Übungsaufgaben
1. Wer stimmte laut dem Text über die Bezahlkarte im Bundestag gegen die Regelung?
2. Geben Sie aus dem Text über die Bezahlkarte die Passage von „In einer vorangegangenen“ bis „in den Nachbarort.“ wörtlich wieder.

Textauszug
____________________

Berlin (epd). Nach langem Ringen hat der Bundestag eine gesetzliche Grundlage für die Bezahlkarte für Flüchtlinge beschlossen. Mit den überwiegenden Stimmen der Ampel-Fraktionen sowie der von AfD und der Gruppe Bündnis Sahra Wagenknecht (BSW) stimmte das Parlament am 12. April in Berlin für eine entsprechende Änderung des Asylbewerberleistungsgesetzes. Dort wird die Bezahlkarte künftig ausdrücklich erwähnt und festgelegt, dass Sozialleistungen vorrangig in dieser Form statt bar ausgezahlt werden sollen. Union und Linke sowie die Grünen-Abgeordnete Canan Bayram stimmten gegen die Regelung.

In einer vorangegangenen hitzigen Debatte im Bundestag bezeichnete der sozialpolitische Sprecher der Union im Bundestag, Stephan Stracke (CSU), die Grünen als „Geisterfahrer“ in der Migrationspolitik. Sie hätten nicht nur im Europäischen Parlament gegen die Reform des EU-Asylrechts gestimmt, sondern auch eine „beispiellose Verzögerungstaktik“ bei der Einführung der Bezahlkarte angewandt.

Andreas Audretsch, stellvertretender Vorsitzender der Grünen-Fraktion, wies diese Vorwürfe zurück. Das Gesetz sei nachgeschärft worden, um das Existenzminimum und die Teilhabe von Menschen zu gewährleisten. SPD, Grüne und FDP hatten sich vergangene Woche darauf geeinigt, dass notwendige Bedürfnisse, die nicht durch die Bezahlkarte gedeckt werden, künftig auch in Form von Bargeld erbracht werden müssen. Audretsch nannte als Beispiel Beiträge für Sportvereine, Schulessen oder Bustickets in den Nachbarort.

Überweisungen ins Ausland künftig nicht mehr möglich

Bundesinnenministerin Nancy Faeser (SPD) wies darauf hin, dass mit der Bezahlkarte Überweisungen ins Ausland künftig nicht mehr möglich sind. Es sei dringend erforderlich gewesen, dem menschenverachtenden Modell von Schleppern und Schleusern so zusätzliche Schranken zu setzen.

Die Diakonie appellierte an die Länder und Kommunen, die Bezahlkarten so auszugestalten, dass sie „sinnvoll und diskriminierungsfrei“ genutzt werden können. Der Paritätische Wohlstandsverband hingegen forderte die Länder und Kommunen auf, ganz auf eine Einführung der Bezahlkarte zu verzichten.

Die Bezahlkarte ist eine Geldkarte ohne Kontobindung, über die Flüchtlinge künftig ihre Sozialleistungen ausbezahlt bekommen sollen. Gleichzeitig funktioniert sie als Zahlmittel. Bund und Länder hatten sich im vergangenen November darauf verständigt, eine möglichst bundesweit einheitliche Bezahlkarte einzuführen.

____________________

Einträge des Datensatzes
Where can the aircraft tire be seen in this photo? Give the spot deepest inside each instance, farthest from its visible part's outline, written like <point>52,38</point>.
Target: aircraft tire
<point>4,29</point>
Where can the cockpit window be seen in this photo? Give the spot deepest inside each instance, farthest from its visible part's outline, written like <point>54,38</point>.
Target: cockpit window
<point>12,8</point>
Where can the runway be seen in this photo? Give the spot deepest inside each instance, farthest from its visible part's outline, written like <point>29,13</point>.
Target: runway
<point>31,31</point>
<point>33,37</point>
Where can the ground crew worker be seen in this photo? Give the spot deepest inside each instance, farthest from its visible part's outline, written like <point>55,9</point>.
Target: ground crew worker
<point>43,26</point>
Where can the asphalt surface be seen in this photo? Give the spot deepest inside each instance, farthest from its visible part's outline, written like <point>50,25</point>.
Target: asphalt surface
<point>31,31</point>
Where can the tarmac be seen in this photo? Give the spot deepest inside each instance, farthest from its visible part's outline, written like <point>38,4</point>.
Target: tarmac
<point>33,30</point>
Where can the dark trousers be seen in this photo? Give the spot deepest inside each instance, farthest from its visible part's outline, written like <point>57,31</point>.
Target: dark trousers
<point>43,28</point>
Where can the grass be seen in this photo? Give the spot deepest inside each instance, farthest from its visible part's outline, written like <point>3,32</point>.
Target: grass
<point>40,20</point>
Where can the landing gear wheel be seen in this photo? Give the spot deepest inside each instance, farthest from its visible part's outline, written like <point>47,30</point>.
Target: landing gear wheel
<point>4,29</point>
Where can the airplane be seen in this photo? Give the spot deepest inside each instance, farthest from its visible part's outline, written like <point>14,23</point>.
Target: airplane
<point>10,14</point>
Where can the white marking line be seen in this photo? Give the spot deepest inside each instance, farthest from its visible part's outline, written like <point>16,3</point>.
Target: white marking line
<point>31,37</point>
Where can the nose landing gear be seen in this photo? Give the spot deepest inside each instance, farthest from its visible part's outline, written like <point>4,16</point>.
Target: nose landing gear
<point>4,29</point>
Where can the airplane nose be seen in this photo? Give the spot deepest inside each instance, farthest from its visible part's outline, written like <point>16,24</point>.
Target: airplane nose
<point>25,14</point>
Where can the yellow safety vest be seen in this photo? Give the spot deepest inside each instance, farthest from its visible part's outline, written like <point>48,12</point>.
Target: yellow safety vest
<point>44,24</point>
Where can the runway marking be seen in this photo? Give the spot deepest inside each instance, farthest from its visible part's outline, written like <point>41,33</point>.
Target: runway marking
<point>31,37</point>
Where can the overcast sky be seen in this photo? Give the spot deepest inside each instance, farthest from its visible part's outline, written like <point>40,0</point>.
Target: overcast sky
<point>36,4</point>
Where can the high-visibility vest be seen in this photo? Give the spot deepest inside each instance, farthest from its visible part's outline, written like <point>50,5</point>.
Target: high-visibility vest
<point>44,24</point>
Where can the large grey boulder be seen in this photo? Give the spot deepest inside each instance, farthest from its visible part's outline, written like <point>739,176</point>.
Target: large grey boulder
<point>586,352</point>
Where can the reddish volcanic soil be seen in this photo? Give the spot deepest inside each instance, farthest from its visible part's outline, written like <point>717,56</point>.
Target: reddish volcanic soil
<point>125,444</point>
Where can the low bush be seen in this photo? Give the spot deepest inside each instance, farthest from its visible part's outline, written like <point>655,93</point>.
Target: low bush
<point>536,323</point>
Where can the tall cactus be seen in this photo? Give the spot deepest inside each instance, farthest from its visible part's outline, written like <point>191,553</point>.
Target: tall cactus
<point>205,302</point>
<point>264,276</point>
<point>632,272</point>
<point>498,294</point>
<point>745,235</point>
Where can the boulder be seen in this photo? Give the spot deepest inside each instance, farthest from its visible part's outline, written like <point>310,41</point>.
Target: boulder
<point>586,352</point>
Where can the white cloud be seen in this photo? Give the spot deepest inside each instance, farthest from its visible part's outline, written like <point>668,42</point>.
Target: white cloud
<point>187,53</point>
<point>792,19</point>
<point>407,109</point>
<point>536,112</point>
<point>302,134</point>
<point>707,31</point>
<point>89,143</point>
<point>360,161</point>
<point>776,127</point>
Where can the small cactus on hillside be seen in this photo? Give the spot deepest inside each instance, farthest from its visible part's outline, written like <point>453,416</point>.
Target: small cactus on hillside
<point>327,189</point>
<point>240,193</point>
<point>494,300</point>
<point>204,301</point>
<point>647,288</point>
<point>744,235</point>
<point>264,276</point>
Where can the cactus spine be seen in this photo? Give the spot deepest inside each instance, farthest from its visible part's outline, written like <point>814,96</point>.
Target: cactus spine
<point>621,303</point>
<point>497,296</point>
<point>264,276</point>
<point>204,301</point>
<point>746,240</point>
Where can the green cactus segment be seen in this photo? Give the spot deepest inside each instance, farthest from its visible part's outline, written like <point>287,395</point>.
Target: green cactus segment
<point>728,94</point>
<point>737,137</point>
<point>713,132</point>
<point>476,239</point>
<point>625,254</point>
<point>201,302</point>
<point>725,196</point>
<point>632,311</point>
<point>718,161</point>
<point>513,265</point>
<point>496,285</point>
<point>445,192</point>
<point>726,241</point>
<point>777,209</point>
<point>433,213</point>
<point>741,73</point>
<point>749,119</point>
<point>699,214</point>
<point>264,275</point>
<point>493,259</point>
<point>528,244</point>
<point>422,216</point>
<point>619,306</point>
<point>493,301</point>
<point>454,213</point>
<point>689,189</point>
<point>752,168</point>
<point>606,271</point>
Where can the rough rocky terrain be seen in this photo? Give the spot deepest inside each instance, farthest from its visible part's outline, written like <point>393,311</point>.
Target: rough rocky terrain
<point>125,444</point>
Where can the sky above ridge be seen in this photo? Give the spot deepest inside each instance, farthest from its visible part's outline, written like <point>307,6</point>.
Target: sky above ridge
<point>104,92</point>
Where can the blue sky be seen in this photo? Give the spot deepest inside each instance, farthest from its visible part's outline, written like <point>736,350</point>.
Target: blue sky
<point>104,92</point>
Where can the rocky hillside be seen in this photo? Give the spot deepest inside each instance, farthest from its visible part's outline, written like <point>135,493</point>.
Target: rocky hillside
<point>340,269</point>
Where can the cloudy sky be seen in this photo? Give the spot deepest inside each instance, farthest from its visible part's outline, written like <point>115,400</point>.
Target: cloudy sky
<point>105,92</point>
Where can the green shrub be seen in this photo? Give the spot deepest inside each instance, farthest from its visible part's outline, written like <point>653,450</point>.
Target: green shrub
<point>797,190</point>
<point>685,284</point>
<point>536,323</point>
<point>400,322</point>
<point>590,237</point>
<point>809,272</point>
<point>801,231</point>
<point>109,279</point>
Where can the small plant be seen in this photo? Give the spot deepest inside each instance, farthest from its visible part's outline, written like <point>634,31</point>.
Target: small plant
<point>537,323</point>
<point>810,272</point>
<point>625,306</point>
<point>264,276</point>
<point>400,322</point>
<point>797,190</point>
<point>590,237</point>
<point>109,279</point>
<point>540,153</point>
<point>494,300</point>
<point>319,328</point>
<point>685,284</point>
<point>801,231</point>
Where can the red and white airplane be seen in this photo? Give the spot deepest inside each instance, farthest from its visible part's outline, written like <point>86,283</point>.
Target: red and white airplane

____________________

Erwartete Antworten
1. Union und Linke sowie die Grünen-Abgeordnete Canan Bayram.

2.
In einer vorangegangenen hitzigen Debatte im Bundestag bezeichnete der sozialpolitische Sprecher der Union im Bundestag, Stephan Stracke (CSU), die Grünen als „Geisterfahrer“ in der Migrationspolitik. Sie hätten nicht nur im Europäischen Parlament gegen die Reform des EU-Asylrechts gestimmt, sondern auch eine „beispiellose Verzögerungstaktik“ bei der Einführung der Bezahlkarte angewandt.

Andreas Audretsch, stellvertretender Vorsitzender der Grünen-Fraktion, wies diese Vorwürfe zurück. Das Gesetz sei nachgeschärft worden, um das Existenzminimum und die Teilhabe von Menschen zu gewährleisten. SPD, Grüne und FDP hatten sich vergangene Woche darauf geeinigt, dass notwendige Bedürfnisse, die nicht durch die Bezahlkarte gedeckt werden, künftig auch in Form von Bargeld erbracht werden müssen. Audretsch nannte als Beispiel Beiträge für Sportvereine, Schulessen oder Bustickets in den Nachbarort.